▶ [EXERCISES]
(1) Answer these questions using the Android security excerpt:
(a) Up to which build number does the described behavior occur?
(b) What is the name of the terminal application?
(c) Whose words are quoted?
(2) List every capitalized name in the Android security excerpt, including the names of products, builds, devices, organizations and people.
(3) Reproduce the part of the Android security excerpt that runs from "Here’s what ZDNet’s" down to "superuser privileges. Wow!".

▶ [DOCUMENT EXCERPT]
.....
That is exactly what is happening with the Android OS up to build number RC29 (the version which is hurriedly being pushed over the air as an update to G1 users. We thought that the hackers had scored when we reported that root terminal success had been achieved on the Googlephone, but now the process of downloading the terminal application, PTerminal, seems a little clunky. In fact, you should be able to turn on telnet, the process which enables you to remotely browse to your device over the network, simply by typing telnetd (although you’ll need some jiggery pokery to make sure you’re first in the correct directory).

Here’s what ZDNet’s Ed Burnette has to say:

Thus every word you typed, in addition to going to the foreground application would be silently and invisibly interpreted as a command and executed with superuser privileges. Wow!
.....
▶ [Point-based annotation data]
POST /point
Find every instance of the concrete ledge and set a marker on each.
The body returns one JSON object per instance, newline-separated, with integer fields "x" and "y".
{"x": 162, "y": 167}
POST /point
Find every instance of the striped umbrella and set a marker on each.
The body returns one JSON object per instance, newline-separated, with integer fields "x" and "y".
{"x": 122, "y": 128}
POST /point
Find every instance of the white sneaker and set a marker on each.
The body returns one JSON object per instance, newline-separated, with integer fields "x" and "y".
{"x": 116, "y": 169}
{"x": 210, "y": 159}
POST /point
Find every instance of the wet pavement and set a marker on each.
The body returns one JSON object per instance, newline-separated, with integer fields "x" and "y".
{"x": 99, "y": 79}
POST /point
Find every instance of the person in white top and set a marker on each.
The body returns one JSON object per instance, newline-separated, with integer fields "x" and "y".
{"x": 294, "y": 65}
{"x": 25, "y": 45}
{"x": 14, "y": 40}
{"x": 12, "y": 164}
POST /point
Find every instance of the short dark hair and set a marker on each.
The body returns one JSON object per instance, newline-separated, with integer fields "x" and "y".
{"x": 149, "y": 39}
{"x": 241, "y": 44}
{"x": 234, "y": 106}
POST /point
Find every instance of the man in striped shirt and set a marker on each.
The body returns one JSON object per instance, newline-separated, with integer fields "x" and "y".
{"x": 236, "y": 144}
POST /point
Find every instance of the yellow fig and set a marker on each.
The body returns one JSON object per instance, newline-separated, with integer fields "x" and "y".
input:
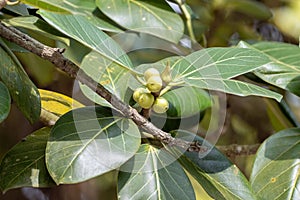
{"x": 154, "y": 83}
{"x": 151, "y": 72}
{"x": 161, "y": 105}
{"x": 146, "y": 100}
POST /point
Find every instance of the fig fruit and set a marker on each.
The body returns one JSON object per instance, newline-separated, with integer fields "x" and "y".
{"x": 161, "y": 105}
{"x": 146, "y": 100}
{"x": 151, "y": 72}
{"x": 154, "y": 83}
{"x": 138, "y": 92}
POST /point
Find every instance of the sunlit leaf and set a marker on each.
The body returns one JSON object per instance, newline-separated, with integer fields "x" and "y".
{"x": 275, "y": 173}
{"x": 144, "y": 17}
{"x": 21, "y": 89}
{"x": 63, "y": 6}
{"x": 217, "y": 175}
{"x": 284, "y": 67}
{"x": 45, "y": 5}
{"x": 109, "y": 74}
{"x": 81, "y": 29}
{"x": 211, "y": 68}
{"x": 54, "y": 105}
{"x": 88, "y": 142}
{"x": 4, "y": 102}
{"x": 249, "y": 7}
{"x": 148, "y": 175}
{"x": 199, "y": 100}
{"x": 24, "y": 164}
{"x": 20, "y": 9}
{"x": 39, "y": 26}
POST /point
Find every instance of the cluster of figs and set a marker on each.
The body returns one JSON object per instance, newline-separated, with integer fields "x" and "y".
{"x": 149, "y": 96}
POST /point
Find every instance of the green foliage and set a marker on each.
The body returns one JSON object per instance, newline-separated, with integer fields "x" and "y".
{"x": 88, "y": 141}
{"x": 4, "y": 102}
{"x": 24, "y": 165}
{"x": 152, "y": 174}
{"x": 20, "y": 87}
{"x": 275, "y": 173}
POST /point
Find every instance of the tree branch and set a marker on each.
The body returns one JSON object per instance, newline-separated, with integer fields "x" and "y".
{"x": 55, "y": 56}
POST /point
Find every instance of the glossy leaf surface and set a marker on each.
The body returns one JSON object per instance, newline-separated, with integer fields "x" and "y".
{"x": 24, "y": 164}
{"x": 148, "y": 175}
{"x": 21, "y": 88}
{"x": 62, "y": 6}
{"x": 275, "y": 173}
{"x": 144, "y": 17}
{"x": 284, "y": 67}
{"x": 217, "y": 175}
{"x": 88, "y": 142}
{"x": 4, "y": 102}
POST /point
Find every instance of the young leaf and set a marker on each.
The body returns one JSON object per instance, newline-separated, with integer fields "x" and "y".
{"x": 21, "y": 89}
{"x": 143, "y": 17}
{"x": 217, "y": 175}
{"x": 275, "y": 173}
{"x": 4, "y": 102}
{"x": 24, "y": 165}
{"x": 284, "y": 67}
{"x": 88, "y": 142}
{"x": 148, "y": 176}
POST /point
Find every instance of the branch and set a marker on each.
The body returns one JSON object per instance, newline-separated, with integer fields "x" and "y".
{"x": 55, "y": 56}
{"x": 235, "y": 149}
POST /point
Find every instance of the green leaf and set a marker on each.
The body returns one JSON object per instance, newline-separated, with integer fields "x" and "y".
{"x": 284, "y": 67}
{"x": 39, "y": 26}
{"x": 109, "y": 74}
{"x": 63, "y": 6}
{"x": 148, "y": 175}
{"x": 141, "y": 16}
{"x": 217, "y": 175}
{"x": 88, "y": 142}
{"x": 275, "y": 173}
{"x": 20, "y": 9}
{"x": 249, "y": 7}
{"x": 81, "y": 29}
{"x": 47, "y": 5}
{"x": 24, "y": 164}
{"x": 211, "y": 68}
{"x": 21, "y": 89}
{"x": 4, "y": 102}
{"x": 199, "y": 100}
.....
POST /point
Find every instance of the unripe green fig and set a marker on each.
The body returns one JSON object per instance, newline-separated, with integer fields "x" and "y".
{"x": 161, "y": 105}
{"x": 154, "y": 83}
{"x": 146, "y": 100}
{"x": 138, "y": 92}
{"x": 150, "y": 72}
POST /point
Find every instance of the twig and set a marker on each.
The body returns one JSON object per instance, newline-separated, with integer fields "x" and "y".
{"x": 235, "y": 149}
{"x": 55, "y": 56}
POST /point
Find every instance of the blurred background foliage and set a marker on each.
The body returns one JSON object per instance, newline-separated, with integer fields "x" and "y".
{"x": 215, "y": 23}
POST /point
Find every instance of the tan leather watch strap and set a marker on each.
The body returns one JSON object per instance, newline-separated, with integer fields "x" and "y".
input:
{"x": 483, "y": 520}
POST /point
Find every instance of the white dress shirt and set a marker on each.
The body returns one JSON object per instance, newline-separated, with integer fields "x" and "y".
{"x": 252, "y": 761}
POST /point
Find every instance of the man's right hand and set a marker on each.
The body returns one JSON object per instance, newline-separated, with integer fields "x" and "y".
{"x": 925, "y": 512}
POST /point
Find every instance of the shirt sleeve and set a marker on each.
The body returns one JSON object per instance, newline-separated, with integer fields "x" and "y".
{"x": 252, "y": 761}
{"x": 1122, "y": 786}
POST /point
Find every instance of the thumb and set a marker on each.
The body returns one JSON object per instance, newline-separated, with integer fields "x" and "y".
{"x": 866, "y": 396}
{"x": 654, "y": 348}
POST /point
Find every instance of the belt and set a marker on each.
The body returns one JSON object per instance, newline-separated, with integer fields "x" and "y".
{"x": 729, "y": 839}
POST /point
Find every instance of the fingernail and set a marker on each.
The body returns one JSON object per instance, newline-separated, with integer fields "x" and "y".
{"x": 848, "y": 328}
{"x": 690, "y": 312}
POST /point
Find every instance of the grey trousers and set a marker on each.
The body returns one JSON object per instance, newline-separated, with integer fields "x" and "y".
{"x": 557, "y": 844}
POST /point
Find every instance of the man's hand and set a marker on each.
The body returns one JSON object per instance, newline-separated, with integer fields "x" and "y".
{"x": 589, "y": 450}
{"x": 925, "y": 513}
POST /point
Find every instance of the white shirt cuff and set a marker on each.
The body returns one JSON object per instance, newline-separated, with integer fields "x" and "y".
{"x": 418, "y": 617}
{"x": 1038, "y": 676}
.....
▶ [EXPECTED OUTPUTS]
(1)
(a) RC29
(b) PTerminal
(c) Ed Burnette of ZDNet

(2) Android OS, RC29, G1, Googlephone, PTerminal, ZDNet, Ed Burnette

(3)
Here’s what ZDNet’s Ed Burnette has to say:

Thus every word you typed, in addition to going to the foreground application would be silently and invisibly interpreted as a command and executed with superuser privileges. Wow!